··· Listing ···

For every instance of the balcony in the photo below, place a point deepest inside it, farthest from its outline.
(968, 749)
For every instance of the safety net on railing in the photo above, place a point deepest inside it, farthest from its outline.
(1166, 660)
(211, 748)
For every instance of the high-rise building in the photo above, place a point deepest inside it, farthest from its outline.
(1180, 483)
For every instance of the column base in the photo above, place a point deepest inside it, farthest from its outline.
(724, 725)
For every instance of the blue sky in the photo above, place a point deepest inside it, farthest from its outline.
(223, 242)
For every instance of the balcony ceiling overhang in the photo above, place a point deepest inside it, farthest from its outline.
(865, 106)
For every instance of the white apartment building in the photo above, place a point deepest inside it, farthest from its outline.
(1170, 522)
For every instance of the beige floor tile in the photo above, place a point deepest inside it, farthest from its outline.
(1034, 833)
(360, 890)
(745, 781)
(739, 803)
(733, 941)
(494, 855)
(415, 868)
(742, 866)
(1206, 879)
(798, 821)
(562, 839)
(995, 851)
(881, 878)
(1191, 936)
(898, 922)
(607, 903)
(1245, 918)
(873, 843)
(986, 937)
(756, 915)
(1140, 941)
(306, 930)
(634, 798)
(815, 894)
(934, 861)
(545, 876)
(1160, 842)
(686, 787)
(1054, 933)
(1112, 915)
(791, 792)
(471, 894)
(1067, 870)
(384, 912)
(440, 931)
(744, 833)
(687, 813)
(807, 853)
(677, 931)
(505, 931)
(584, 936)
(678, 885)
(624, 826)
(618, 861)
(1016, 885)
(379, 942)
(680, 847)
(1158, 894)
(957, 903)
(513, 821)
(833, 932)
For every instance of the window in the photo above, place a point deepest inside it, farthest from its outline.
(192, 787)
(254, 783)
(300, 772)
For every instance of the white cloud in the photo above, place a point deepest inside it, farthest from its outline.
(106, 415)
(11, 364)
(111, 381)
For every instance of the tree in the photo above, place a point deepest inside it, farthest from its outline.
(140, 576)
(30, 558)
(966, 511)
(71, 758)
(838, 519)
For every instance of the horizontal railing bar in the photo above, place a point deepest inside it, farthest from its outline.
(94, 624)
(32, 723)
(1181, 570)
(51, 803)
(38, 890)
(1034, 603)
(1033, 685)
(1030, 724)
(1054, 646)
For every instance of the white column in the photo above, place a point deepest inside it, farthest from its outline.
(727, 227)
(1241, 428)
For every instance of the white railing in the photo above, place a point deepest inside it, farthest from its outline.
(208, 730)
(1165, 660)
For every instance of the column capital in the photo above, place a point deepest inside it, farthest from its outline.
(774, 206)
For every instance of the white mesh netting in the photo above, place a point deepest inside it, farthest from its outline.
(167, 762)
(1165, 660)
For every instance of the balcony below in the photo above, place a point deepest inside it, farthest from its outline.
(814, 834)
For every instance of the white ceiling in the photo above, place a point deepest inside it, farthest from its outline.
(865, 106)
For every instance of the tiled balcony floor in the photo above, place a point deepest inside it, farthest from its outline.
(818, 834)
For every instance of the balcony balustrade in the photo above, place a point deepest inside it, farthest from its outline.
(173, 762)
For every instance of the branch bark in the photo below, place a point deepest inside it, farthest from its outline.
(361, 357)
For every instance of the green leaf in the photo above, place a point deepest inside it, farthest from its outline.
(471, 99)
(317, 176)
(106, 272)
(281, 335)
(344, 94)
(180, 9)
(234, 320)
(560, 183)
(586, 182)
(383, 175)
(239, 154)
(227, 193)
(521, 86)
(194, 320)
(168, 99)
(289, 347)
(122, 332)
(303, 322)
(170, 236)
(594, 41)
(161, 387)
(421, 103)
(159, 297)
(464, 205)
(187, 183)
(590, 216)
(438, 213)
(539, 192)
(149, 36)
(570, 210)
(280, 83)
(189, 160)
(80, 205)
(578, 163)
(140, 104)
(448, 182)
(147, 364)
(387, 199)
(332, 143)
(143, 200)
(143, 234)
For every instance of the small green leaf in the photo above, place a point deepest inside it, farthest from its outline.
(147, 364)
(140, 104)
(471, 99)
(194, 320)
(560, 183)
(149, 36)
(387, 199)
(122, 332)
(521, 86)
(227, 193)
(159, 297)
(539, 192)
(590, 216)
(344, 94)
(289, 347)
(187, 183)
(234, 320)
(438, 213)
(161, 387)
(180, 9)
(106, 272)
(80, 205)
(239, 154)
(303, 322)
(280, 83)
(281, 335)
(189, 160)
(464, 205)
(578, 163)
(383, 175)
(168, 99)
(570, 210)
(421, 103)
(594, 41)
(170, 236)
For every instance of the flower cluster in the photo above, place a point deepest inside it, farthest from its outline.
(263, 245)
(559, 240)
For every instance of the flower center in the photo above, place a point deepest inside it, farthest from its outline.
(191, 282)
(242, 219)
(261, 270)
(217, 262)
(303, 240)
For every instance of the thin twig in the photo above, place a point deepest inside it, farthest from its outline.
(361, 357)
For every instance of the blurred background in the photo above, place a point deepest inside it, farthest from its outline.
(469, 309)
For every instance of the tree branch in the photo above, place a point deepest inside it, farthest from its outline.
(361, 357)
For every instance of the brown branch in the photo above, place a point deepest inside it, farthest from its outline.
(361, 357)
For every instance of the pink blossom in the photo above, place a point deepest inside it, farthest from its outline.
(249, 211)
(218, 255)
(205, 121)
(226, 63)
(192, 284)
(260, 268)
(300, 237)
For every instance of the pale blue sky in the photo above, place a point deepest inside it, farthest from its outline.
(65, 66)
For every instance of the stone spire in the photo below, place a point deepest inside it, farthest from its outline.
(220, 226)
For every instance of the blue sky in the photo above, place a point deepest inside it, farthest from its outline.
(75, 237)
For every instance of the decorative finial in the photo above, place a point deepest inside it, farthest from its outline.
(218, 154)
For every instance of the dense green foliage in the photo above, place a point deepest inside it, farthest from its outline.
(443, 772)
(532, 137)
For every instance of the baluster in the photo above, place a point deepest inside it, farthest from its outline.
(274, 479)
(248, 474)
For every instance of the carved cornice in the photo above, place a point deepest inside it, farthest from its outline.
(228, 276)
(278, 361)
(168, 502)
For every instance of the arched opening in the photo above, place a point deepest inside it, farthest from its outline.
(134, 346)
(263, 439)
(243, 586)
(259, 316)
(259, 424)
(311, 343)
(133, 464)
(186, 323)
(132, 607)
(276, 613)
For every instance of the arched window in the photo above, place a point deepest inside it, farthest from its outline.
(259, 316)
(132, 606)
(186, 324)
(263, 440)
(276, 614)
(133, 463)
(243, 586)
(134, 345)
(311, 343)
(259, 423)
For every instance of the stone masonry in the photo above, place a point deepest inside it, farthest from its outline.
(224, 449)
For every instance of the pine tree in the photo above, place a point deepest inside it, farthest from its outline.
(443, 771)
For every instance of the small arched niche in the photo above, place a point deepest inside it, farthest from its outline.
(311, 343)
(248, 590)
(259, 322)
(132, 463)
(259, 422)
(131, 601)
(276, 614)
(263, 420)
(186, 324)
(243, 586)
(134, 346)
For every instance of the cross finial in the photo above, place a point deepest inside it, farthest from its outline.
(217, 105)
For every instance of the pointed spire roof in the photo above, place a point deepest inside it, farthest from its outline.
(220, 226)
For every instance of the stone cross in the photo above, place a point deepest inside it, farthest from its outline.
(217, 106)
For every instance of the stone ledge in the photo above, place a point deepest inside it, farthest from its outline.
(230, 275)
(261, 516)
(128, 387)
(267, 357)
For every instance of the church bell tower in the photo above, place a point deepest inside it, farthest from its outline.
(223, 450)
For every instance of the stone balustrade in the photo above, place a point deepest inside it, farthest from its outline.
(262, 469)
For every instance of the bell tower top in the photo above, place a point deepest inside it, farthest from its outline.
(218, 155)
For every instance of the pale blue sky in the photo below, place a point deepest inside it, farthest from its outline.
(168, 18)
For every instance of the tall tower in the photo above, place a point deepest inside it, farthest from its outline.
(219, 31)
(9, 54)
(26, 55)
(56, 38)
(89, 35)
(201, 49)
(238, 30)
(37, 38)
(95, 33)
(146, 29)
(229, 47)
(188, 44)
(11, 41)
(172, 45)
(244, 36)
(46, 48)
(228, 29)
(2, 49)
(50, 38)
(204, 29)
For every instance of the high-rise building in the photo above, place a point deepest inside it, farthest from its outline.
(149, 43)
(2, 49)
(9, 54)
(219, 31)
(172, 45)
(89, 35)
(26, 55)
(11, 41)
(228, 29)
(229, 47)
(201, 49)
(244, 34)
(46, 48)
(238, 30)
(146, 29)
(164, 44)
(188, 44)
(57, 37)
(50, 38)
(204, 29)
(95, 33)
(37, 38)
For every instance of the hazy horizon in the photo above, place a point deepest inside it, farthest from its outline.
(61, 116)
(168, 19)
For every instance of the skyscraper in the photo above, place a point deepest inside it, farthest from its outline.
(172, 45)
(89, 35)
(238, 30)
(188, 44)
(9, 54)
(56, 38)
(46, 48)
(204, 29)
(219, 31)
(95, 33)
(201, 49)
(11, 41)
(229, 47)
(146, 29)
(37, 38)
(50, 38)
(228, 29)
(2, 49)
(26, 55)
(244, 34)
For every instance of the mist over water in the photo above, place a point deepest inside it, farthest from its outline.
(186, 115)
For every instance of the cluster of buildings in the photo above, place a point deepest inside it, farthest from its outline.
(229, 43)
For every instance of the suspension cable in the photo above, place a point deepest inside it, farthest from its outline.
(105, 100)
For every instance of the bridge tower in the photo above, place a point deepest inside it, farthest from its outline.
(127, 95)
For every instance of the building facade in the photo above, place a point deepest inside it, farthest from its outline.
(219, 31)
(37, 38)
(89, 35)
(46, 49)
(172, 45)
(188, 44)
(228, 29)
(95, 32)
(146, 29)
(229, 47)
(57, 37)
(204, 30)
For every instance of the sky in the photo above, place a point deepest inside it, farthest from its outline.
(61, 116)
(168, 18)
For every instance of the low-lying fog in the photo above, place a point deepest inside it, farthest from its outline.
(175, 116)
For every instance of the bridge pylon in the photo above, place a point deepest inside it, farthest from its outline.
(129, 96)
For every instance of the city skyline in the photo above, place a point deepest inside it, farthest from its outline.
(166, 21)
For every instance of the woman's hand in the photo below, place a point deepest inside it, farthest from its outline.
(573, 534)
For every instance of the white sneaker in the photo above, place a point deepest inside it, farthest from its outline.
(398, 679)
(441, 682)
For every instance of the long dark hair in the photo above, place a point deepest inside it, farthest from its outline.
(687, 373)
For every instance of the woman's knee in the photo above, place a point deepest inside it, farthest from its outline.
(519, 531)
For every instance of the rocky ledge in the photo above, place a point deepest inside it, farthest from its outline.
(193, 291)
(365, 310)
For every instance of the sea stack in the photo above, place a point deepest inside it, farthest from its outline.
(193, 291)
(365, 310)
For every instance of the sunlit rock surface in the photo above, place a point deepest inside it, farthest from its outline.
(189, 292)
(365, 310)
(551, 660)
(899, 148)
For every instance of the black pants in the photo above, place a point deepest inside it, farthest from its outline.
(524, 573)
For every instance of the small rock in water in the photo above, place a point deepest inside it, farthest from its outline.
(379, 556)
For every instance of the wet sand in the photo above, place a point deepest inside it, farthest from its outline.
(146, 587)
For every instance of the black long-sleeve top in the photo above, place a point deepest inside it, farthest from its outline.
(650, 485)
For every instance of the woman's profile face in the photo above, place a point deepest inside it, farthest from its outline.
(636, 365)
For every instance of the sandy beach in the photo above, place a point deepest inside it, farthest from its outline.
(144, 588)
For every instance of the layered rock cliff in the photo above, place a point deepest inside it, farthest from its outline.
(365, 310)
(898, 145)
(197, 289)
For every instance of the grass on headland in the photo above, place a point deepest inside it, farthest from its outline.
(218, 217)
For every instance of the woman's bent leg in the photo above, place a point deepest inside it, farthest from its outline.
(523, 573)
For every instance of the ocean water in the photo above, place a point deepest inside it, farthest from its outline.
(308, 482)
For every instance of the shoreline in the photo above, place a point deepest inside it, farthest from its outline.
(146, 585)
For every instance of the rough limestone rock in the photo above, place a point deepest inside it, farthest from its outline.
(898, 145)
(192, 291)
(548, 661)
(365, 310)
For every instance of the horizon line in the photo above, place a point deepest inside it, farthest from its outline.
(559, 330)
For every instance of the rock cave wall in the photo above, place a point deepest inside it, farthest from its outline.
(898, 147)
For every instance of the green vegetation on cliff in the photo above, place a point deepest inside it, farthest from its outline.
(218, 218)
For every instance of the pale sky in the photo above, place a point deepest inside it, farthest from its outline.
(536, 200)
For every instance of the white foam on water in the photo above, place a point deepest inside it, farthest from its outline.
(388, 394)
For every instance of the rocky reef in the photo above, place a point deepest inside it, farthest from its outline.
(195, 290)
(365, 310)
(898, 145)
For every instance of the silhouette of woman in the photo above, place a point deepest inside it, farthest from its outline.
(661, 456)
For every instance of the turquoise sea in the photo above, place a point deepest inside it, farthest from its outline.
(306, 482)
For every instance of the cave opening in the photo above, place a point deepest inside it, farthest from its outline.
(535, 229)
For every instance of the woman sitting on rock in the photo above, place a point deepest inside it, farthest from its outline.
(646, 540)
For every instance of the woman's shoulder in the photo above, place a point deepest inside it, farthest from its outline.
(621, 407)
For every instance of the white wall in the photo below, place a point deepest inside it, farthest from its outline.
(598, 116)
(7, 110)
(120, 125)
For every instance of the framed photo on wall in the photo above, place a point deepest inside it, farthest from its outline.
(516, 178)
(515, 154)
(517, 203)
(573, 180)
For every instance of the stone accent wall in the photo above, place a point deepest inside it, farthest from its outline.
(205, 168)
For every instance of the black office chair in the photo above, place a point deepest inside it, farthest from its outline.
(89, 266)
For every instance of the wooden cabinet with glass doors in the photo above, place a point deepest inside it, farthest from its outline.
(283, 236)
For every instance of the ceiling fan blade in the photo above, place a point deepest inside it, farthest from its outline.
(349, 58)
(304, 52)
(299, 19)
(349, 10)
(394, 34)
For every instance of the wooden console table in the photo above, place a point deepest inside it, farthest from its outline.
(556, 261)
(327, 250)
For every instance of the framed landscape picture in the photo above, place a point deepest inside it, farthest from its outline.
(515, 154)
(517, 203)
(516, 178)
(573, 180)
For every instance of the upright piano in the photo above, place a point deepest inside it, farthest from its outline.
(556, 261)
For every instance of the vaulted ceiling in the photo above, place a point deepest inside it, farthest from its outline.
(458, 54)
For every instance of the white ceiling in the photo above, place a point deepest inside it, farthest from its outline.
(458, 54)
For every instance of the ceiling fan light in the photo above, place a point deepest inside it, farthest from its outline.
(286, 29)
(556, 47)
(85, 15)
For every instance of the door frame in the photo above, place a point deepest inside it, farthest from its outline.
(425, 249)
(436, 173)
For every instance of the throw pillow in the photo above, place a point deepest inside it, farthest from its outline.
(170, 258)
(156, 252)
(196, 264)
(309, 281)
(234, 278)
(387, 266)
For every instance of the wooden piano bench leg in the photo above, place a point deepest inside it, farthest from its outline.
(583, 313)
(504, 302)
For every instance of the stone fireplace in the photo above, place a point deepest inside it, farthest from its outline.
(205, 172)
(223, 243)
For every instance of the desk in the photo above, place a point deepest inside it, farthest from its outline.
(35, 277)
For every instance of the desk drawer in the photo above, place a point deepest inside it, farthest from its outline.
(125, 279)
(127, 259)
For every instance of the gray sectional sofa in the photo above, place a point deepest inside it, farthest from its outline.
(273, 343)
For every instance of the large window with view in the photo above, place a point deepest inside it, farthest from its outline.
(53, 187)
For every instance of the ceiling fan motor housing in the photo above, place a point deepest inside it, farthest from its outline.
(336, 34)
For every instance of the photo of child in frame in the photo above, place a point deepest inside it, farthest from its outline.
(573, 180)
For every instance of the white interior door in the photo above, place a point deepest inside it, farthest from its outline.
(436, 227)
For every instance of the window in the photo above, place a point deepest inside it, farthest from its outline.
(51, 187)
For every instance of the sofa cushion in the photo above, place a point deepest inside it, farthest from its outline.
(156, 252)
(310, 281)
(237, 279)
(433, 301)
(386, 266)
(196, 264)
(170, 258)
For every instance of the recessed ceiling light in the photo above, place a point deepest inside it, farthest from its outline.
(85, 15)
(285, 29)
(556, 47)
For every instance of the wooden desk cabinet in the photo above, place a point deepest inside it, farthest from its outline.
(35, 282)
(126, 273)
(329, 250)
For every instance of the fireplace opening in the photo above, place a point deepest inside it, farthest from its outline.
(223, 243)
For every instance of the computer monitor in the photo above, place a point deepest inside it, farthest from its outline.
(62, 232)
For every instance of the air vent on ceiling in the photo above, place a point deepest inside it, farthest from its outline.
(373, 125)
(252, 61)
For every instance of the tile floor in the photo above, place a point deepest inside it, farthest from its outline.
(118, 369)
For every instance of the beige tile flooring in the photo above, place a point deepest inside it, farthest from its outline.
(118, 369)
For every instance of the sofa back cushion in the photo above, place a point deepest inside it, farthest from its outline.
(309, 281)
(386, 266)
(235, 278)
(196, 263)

···

_What is asked_. Print the lines from the start of the records through the line containing "(1170, 522)", both ends included, without any changes.

_Complete output_.
For every instance of the balcony in the photo below, place a point deepest inside it, farthest from its outline.
(968, 749)
For every instance of the safety net on railing in the photo above, place a point deepest inside it, farthest from its outline.
(1166, 660)
(211, 748)
For every instance of the high-rise building in the photo above, place a point deepest inside it, farthest from its outline.
(1180, 483)
For every instance of the column base in the photo above, place a point deepest inside it, farthest from its outline.
(724, 725)
For every instance of the blue sky in the photo above, place a point deepest inside it, farthest from its outline.
(223, 242)
For every instance of the balcony ceiling overhang in the photo above, place a point deepest inside it, farthest from its outline.
(865, 106)
For every instance of the white apartment building in the photo above, place a point deepest inside it, farthest from its outline.
(1170, 522)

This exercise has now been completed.